_Actions to take_:
(1) In the text on newsroom web stats, what is a "loyal bounce"?
(2) Quote the text on newsroom web stats from "Newsrooms also have" to "necessarily anyone else’s.".

_Selection_:
────────────────────

Newsrooms also have to use – buzzwordy as the phrase is – actionable metrics. It doesn’t matter what your numbers say if no one can use them to make better decisions. And newsrooms have something that Medium doesn’t: control over content. Medium doesn’t (for the most part) get to dictate what writers write, how it’s structured, the links it contains or the next piece that ought to follow on from it. So the questions it wants to answer with its metrics are different from those of editors in most newsrooms. Total time reading is most useful for news publishers in the hands of devs and designers, those who can change the furniture around the words in order to improve the reading experience and alter the structure of the site to improve stickiness and flow. Those are rarely editorial decisions.
The clue’s in the headline – it’s Medium’s metric that matters. Not necessarily anyone else’s.
Newsrooms still tend to be weird about data. Not external data, that comes from governments or companies as part of a news story – we’re getting much better at that. But internal data, the numbers we generate ourselves. Web stats tend to be left to teams who use them mostly for commercial stuff. They exist as Big Numbers that newsrooms want to increase but don’t really understand why or how to do so. Editorial people who want to know their data tend to be given the numbers that are useful for commercial or sales teams, because those are the ones that matter to the business’s bottom line; they don’t tend to get much training in how to dig into the numbers themselves, or in analysing and applying that data to their own domain. Which is, to be honest, a bit of a shame. Stijn Debrouwere recently wrote an excellent talk about cargo cult analytics – about the problem of newsrooms assembling data packages that look great, but that don’t bring anyone any closer to actually acting on the data in useful ways. The most frustrating thing about this situation is that most newsrooms are stuffed with people who spend all day approaching things with curiosity, interest and an eye towards discovering something of use. Newsrooms today tend to include data journalists, people with at least a basic stats background, people who know the internet incredibly well, people who are excellent at sifting information and then distilling it down to the bits that matter. But those skills aren’t always applied to the data news organisations themselves produce. So this is a basic guide for journalists who want to get started on web stats – not for the technical skills you need, but the sorts of questions to ask, ways to approach the problems involved.
Which numbers matter?
This is probably the most important question, and one most companies have a very hard time answering. It’s always tempting simply to look at the top line – the biggest collection of data you can find – perhaps split by referrer or by section if you’re working on a large site. But the top line isn’t generally very helpful, unless you know what it’s made from and how much of it is actually useful traffic. The definition of ‘useful’ varies depending on what you’re trying to do – useful for an editor and useful for an advertiser are not the same thing. Useful in live stats and useful in long term analysis are not the same. The numbers that matter aren’t going to be the biggest ones you can find, unsegmented page views or monthly unique users. Those hide a multitude of smaller and much more interesting numbers. Numbers with a financial value attached; numbers that are too small, or too big, or unbalanced in some way. Numbers that are interesting in part because they’re not what you want them to be. Numbers you can work to change. Those are the interesting ones. Commissioning editor? Try Stijn’s monthly active users to daily active users ratio. Front page editor? Try loyal bounces – people who hit your front page for a second or third time in a day but only view one page before leaving. Journalist? Try daily referrals from your Twitter account. There are dozens of interesting numbers, when you start looking. Try non-registered users who view more than three pages per visit. Try email traffic. Try people who didn’t come back last month. (That one will almost certainly upset you.)

────────────────────

_Entries_:
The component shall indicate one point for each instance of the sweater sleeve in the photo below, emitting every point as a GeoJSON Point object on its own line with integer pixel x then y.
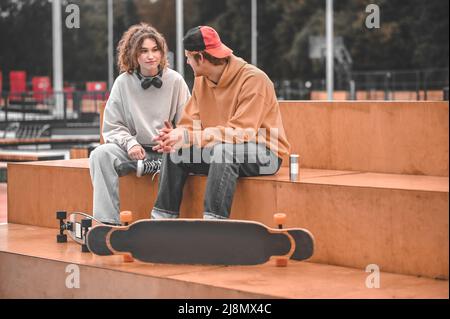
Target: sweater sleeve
{"type": "Point", "coordinates": [183, 97]}
{"type": "Point", "coordinates": [115, 129]}
{"type": "Point", "coordinates": [252, 108]}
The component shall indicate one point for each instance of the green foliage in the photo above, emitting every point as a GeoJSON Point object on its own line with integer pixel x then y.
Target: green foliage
{"type": "Point", "coordinates": [413, 33]}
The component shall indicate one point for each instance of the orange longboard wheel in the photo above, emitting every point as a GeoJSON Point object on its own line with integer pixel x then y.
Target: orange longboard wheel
{"type": "Point", "coordinates": [128, 259]}
{"type": "Point", "coordinates": [126, 217]}
{"type": "Point", "coordinates": [281, 261]}
{"type": "Point", "coordinates": [279, 219]}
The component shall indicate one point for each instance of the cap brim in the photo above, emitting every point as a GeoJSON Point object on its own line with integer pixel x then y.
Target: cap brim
{"type": "Point", "coordinates": [221, 52]}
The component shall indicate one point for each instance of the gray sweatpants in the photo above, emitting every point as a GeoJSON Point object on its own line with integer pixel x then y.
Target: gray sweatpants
{"type": "Point", "coordinates": [106, 164]}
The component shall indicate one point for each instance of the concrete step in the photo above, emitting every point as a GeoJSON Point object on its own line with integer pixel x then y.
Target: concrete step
{"type": "Point", "coordinates": [371, 136]}
{"type": "Point", "coordinates": [399, 222]}
{"type": "Point", "coordinates": [33, 265]}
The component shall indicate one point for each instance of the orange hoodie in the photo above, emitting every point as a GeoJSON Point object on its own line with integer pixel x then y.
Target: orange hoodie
{"type": "Point", "coordinates": [241, 107]}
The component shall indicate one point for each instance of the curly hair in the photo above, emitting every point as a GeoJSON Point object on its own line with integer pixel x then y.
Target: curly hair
{"type": "Point", "coordinates": [130, 44]}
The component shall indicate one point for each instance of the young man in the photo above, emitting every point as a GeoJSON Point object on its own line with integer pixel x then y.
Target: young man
{"type": "Point", "coordinates": [144, 95]}
{"type": "Point", "coordinates": [230, 127]}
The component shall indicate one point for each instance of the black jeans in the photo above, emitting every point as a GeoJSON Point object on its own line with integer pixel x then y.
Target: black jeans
{"type": "Point", "coordinates": [223, 163]}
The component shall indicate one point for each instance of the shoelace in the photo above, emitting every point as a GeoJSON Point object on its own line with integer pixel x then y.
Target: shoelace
{"type": "Point", "coordinates": [152, 167]}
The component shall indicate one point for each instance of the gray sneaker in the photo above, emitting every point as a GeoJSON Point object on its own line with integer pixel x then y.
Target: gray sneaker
{"type": "Point", "coordinates": [146, 166]}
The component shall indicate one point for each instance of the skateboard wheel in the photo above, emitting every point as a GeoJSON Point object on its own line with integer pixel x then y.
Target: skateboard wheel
{"type": "Point", "coordinates": [126, 217]}
{"type": "Point", "coordinates": [279, 218]}
{"type": "Point", "coordinates": [127, 258]}
{"type": "Point", "coordinates": [86, 223]}
{"type": "Point", "coordinates": [61, 238]}
{"type": "Point", "coordinates": [281, 261]}
{"type": "Point", "coordinates": [61, 215]}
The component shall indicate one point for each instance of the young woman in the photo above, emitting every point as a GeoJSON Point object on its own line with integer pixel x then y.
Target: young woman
{"type": "Point", "coordinates": [144, 95]}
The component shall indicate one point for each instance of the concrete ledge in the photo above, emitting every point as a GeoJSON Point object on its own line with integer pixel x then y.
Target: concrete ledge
{"type": "Point", "coordinates": [370, 136]}
{"type": "Point", "coordinates": [399, 222]}
{"type": "Point", "coordinates": [33, 265]}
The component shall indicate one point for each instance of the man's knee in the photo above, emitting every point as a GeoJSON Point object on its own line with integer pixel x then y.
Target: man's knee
{"type": "Point", "coordinates": [223, 153]}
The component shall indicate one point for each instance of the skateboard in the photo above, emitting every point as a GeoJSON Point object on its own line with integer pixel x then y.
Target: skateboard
{"type": "Point", "coordinates": [199, 241]}
{"type": "Point", "coordinates": [77, 226]}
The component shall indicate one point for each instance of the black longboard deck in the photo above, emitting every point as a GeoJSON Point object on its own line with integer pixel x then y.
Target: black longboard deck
{"type": "Point", "coordinates": [194, 241]}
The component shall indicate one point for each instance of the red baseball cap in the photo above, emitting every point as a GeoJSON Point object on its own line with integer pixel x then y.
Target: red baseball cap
{"type": "Point", "coordinates": [204, 38]}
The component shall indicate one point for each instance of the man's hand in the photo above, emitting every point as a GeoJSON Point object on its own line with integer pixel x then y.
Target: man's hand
{"type": "Point", "coordinates": [169, 139]}
{"type": "Point", "coordinates": [137, 152]}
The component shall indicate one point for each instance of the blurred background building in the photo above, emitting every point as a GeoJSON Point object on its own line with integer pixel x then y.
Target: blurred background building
{"type": "Point", "coordinates": [406, 58]}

────────────────────

_Answers to each task_:
(1) A loyal bounce is when someone hits the front page for a second or third time in a day but views only one page before leaving.

(2)
Newsrooms also have to use – buzzwordy as the phrase is – actionable metrics. It doesn’t matter what your numbers say if no one can use them to make better decisions. And newsrooms have something that Medium doesn’t: control over content. Medium doesn’t (for the most part) get to dictate what writers write, how it’s structured, the links it contains or the next piece that ought to follow on from it. So the questions it wants to answer with its metrics are different from those of editors in most newsrooms. Total time reading is most useful for news publishers in the hands of devs and designers, those who can change the furniture around the words in order to improve the reading experience and alter the structure of the site to improve stickiness and flow. Those are rarely editorial decisions.
The clue’s in the headline – it’s Medium’s metric that matters. Not necessarily anyone else’s.